### [Task to carry out]
Show every line below where "green" appears.

Dataset records below:

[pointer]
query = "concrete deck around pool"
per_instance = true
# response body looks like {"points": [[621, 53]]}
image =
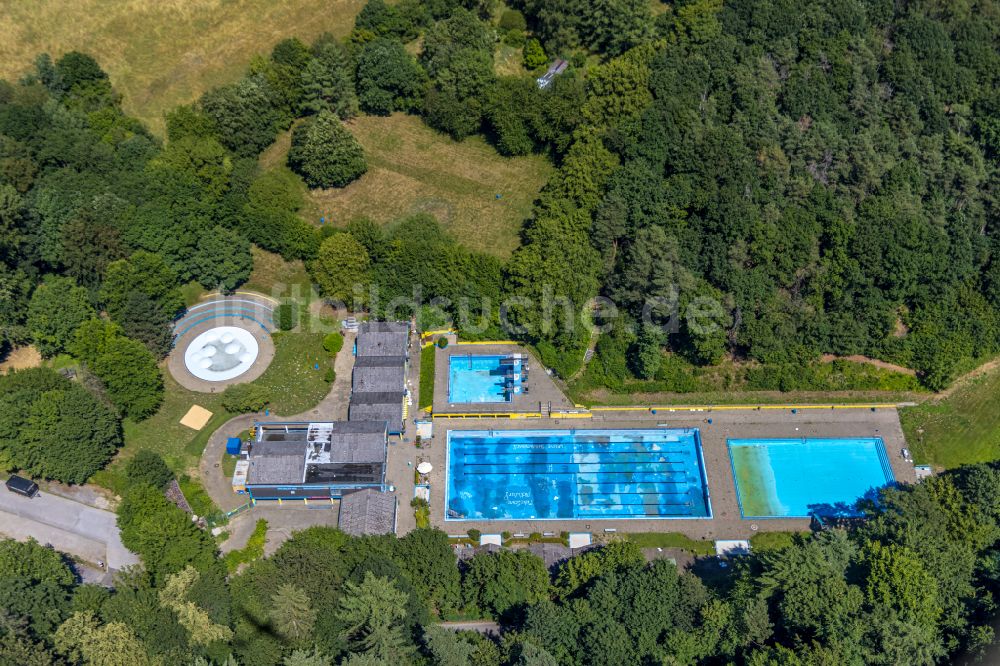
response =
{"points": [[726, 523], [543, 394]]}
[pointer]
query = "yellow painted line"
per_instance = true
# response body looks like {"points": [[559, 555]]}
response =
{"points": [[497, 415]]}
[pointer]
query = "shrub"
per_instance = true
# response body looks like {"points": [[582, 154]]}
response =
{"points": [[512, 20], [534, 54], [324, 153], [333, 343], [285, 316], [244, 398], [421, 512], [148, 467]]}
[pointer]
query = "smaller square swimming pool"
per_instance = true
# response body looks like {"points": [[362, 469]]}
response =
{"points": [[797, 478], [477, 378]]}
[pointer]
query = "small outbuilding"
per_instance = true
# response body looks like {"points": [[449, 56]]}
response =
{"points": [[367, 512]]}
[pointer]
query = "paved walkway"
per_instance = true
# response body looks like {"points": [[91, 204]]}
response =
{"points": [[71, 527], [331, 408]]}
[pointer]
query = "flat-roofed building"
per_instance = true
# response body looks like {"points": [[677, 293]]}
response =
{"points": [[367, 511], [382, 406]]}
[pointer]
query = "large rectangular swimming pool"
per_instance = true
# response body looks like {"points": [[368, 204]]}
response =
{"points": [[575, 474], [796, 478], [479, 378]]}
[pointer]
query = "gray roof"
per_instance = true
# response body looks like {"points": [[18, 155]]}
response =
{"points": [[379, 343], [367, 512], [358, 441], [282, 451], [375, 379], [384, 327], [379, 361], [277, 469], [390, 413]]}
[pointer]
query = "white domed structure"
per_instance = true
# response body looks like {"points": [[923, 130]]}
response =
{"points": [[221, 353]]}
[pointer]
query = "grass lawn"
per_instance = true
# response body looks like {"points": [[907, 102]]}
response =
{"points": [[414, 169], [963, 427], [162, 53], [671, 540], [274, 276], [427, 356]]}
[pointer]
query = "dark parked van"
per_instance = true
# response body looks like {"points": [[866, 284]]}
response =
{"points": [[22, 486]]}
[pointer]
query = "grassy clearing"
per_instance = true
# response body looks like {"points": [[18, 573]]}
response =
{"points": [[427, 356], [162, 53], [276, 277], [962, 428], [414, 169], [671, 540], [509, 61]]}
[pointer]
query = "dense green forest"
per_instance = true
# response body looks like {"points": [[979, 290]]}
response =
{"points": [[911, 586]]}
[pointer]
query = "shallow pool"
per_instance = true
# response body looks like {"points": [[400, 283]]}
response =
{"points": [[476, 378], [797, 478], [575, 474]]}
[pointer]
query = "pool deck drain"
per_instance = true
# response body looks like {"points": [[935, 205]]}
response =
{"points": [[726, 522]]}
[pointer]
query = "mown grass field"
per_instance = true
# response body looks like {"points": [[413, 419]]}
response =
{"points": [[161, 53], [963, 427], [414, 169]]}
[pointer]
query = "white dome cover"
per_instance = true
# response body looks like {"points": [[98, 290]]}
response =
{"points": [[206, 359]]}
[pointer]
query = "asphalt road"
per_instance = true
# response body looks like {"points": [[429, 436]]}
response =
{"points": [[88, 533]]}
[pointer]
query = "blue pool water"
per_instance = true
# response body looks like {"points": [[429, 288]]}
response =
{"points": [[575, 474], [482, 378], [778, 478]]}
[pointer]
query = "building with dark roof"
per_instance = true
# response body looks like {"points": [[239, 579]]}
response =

End of Dataset records.
Dataset records below:

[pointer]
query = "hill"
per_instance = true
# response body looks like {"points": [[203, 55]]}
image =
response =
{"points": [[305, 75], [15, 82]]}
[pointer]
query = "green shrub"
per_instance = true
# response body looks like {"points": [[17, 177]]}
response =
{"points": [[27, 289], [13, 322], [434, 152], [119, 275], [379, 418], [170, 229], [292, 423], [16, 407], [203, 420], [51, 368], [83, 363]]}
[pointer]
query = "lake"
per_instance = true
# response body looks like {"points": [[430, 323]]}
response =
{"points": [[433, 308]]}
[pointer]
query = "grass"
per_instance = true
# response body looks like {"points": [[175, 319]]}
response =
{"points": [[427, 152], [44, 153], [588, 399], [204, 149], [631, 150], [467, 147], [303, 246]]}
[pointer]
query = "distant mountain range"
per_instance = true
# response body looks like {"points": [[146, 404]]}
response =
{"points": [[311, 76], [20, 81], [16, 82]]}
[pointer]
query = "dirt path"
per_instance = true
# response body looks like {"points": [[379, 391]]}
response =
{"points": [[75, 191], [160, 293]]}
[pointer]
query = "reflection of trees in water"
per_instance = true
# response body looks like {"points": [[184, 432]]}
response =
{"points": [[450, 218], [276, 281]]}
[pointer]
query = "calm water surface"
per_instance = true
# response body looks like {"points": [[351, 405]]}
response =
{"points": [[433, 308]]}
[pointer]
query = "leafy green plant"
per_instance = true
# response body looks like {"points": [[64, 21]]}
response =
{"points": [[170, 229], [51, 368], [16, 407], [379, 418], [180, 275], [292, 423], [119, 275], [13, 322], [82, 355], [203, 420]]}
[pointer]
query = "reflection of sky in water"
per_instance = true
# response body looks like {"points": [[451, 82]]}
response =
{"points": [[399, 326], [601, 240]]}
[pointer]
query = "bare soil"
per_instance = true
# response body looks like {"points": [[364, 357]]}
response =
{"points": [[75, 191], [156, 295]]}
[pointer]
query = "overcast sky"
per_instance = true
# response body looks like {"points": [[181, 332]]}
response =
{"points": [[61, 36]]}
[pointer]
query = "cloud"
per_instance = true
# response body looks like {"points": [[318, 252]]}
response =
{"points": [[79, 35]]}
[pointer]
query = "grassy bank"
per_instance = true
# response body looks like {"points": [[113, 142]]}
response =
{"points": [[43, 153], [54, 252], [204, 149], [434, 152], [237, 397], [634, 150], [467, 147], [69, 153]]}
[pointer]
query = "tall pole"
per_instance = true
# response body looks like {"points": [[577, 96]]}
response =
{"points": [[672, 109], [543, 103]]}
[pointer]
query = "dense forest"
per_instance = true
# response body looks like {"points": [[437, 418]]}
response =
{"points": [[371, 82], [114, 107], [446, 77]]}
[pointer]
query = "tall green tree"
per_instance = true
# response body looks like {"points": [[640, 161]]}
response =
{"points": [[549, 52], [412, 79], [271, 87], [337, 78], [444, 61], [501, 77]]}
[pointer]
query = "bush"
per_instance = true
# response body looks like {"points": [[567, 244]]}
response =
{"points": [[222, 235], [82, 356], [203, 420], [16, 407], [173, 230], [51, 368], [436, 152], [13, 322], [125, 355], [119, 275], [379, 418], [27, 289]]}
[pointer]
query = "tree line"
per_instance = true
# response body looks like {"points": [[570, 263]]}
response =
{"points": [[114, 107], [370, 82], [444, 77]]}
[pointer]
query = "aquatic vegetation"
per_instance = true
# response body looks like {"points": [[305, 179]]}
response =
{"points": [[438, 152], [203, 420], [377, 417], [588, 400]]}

End of Dataset records.
Dataset records below:

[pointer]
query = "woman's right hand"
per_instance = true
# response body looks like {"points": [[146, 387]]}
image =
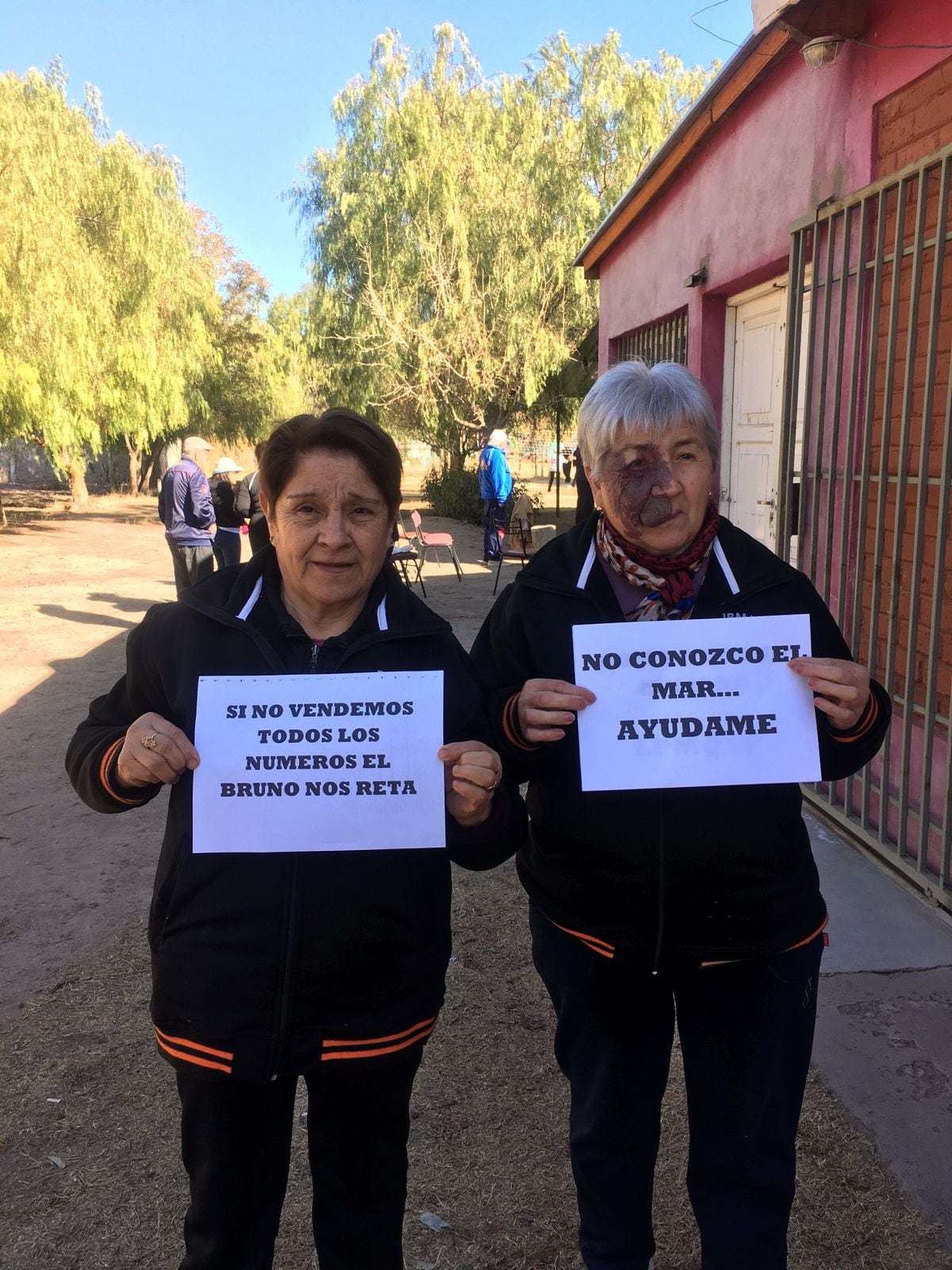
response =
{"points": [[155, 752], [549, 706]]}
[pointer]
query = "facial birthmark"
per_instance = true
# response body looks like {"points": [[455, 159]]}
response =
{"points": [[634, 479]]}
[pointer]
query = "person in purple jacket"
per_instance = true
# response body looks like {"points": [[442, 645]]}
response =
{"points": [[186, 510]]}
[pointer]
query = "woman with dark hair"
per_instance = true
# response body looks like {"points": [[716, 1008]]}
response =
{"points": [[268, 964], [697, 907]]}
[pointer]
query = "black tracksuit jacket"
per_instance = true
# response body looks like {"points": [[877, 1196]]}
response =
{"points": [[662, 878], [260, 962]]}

End of Dataset records.

### [Solution to the problem]
query = "dense green forest"
query = "green shrub"
query = "leafy green plant"
query = "tall green tree"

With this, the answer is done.